§ Data records
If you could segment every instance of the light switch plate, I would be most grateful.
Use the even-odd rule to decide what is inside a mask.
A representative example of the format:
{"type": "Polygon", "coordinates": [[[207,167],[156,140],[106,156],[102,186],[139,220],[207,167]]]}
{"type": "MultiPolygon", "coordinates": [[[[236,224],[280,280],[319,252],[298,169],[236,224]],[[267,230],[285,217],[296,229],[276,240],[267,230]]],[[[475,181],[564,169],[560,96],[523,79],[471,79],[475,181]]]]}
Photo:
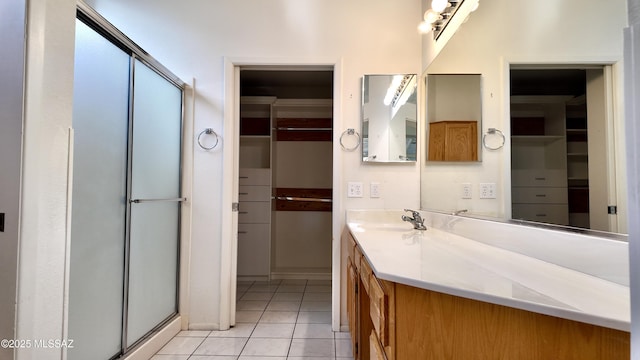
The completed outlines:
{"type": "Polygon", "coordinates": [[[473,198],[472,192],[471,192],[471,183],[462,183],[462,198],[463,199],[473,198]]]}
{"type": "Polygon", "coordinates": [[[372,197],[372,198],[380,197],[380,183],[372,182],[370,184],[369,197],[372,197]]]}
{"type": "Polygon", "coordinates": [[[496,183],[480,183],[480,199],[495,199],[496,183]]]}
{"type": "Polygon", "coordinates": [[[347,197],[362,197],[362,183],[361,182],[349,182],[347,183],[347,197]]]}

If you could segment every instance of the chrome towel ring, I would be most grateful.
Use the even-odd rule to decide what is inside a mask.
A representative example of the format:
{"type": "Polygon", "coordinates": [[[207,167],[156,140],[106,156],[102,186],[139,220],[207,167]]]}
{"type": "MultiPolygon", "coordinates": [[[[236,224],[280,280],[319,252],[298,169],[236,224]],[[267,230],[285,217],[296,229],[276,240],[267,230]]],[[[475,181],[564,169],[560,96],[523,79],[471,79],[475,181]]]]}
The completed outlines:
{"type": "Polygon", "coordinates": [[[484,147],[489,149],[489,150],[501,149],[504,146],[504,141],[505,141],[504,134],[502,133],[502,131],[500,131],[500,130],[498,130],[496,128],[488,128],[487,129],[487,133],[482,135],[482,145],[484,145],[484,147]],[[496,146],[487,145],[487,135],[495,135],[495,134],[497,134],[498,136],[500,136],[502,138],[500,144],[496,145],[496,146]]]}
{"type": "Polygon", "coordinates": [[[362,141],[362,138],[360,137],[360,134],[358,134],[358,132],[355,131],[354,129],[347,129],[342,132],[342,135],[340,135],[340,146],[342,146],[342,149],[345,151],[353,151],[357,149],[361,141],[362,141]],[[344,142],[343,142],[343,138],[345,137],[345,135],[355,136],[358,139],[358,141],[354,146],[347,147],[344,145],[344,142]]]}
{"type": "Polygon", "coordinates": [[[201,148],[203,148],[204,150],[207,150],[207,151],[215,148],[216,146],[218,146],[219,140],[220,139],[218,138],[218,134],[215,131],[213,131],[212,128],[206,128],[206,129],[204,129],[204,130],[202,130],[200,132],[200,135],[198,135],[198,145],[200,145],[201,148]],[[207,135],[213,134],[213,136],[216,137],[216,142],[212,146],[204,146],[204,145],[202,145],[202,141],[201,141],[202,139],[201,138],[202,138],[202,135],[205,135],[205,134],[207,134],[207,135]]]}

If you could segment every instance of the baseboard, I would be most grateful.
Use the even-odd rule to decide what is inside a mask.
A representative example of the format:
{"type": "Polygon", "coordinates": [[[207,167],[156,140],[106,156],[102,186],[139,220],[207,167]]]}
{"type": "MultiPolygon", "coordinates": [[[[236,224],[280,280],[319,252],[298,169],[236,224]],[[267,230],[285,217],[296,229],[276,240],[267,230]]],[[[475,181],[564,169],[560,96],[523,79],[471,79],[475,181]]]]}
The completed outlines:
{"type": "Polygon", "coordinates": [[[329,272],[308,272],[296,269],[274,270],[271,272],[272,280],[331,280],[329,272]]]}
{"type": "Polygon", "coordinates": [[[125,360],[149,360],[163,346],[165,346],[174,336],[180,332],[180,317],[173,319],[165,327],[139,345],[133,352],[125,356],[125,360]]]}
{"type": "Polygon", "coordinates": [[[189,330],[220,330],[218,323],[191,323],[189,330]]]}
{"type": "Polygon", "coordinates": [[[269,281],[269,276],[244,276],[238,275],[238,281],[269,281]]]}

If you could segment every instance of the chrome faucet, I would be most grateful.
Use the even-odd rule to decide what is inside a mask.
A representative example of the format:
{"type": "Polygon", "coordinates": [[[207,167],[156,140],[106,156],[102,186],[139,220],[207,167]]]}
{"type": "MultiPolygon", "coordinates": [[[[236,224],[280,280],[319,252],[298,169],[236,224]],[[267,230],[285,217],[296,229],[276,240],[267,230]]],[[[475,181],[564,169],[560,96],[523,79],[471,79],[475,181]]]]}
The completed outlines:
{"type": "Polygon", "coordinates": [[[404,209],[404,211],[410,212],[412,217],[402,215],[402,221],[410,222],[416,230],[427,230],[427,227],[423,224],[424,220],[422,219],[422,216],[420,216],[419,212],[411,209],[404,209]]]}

==

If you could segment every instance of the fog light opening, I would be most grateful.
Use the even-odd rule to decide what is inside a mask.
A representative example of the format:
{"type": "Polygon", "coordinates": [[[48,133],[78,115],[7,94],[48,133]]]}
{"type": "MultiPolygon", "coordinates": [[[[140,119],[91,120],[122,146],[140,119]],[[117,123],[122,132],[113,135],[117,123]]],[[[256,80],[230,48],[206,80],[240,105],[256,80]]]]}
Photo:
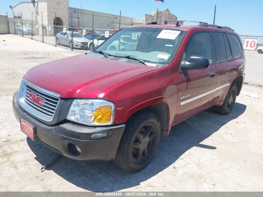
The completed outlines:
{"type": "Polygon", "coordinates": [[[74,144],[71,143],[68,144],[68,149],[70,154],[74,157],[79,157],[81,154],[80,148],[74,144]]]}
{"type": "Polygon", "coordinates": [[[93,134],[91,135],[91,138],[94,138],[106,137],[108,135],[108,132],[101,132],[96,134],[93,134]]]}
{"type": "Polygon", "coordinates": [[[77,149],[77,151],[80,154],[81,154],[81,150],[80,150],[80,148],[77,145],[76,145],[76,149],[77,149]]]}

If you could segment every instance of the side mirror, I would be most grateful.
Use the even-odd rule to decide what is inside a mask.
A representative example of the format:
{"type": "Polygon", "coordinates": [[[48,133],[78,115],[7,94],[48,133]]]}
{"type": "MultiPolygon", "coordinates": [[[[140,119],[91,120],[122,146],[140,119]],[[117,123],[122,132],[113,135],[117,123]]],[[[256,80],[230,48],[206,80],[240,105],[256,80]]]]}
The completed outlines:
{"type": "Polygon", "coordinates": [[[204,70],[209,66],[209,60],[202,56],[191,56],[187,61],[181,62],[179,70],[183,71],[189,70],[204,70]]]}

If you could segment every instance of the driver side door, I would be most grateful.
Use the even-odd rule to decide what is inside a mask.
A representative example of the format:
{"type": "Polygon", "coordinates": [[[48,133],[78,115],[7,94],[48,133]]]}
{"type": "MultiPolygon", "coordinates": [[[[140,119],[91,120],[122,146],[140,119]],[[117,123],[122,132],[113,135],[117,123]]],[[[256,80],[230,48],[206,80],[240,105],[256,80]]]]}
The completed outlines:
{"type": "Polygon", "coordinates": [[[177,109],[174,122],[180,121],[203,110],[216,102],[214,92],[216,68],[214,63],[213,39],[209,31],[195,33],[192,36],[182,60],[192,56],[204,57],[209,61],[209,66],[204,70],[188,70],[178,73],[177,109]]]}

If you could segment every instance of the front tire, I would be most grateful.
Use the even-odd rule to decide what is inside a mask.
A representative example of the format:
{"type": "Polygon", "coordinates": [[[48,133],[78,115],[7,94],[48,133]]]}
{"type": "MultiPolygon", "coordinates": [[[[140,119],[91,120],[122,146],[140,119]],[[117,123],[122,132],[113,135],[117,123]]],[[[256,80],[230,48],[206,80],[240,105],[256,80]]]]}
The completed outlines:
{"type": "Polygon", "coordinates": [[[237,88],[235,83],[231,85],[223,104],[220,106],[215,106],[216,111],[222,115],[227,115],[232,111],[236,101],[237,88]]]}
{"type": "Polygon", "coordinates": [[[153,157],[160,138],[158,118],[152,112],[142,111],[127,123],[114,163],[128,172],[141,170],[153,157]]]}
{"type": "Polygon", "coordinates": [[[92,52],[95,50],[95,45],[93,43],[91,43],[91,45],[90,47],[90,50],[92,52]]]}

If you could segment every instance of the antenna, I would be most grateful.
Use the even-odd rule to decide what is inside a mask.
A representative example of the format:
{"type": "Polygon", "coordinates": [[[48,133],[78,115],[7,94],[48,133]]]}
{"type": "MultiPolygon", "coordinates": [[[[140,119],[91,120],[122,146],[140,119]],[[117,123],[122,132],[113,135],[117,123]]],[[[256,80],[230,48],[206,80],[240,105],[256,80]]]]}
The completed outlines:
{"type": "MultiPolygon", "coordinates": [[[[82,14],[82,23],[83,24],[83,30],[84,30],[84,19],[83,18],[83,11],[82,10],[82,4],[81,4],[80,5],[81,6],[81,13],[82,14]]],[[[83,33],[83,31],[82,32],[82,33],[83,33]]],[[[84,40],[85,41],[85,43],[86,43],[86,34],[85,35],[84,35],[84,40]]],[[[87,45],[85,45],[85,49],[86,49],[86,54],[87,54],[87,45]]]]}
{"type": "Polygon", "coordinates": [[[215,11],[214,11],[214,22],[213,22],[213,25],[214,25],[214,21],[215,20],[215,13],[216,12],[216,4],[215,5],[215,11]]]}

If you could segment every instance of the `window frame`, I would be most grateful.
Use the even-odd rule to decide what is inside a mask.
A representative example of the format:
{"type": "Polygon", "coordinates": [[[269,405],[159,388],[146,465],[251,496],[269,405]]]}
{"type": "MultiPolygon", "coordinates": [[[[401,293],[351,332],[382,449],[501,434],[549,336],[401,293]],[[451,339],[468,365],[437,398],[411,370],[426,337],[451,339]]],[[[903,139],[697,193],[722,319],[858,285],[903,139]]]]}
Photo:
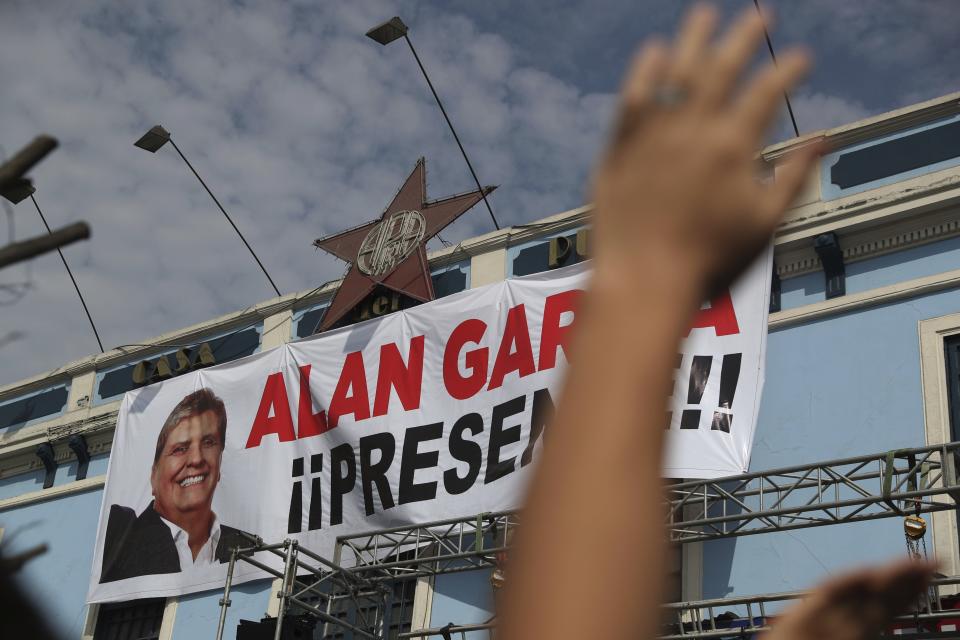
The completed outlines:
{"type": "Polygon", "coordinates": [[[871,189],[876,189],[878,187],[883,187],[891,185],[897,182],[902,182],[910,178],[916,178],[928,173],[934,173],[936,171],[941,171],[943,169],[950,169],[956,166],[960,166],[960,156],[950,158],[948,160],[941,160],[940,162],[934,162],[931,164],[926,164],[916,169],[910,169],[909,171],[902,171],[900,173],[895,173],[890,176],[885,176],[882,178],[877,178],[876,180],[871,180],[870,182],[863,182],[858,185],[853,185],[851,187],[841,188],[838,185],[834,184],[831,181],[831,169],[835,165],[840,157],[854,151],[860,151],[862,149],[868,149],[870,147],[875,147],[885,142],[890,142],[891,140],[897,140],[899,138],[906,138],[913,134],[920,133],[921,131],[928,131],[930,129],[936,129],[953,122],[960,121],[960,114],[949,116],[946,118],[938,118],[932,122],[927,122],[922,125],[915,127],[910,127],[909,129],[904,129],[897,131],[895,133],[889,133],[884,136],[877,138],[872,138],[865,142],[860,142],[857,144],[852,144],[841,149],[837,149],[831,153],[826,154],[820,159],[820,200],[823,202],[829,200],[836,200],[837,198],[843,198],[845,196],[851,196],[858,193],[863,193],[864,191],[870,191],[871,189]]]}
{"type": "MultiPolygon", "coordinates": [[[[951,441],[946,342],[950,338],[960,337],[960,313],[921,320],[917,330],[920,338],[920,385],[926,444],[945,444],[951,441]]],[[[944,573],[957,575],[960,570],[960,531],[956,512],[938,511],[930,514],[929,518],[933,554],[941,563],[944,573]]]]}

* * *

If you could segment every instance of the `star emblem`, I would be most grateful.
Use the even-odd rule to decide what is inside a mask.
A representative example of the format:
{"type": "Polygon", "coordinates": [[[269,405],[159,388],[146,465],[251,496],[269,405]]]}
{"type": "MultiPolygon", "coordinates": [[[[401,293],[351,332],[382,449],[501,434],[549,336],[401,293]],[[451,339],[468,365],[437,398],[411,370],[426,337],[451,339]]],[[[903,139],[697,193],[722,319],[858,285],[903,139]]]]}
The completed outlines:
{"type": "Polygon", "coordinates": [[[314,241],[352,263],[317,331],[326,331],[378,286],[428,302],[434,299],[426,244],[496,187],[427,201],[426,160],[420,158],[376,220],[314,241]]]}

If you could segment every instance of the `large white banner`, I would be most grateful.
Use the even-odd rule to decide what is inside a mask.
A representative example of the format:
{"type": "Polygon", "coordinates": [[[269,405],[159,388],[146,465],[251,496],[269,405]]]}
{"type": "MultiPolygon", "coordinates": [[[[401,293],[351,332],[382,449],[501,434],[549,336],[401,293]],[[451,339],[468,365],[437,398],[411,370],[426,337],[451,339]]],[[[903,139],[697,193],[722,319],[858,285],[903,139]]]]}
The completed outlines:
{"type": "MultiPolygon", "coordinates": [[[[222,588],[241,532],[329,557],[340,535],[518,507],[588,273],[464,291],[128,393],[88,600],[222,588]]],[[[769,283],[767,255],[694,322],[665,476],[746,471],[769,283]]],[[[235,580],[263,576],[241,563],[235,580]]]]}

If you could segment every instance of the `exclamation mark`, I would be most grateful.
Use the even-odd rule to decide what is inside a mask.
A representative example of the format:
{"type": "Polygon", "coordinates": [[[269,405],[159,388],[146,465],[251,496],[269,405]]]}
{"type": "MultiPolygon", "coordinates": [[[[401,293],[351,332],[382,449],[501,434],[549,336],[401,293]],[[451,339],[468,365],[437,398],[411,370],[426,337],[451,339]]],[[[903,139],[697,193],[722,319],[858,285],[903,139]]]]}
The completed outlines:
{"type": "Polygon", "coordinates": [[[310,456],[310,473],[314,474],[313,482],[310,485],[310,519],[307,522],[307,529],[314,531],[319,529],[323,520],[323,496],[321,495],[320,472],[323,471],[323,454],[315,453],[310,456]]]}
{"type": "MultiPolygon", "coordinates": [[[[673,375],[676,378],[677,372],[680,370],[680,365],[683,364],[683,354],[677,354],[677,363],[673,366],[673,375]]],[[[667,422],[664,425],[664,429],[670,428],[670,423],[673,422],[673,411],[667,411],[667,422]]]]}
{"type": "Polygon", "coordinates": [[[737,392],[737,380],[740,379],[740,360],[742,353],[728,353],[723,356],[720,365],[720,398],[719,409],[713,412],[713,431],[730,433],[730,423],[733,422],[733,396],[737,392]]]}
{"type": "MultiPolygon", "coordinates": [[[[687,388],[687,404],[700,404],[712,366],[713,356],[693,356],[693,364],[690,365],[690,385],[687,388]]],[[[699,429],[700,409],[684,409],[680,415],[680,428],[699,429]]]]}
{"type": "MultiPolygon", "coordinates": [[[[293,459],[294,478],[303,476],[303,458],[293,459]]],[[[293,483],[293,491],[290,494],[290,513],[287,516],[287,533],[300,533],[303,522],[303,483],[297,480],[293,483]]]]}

§ Exercise details
How many lines in the items above contain the word "light"? Treat case as significant, and reply with the number alone.

§ Right answer
2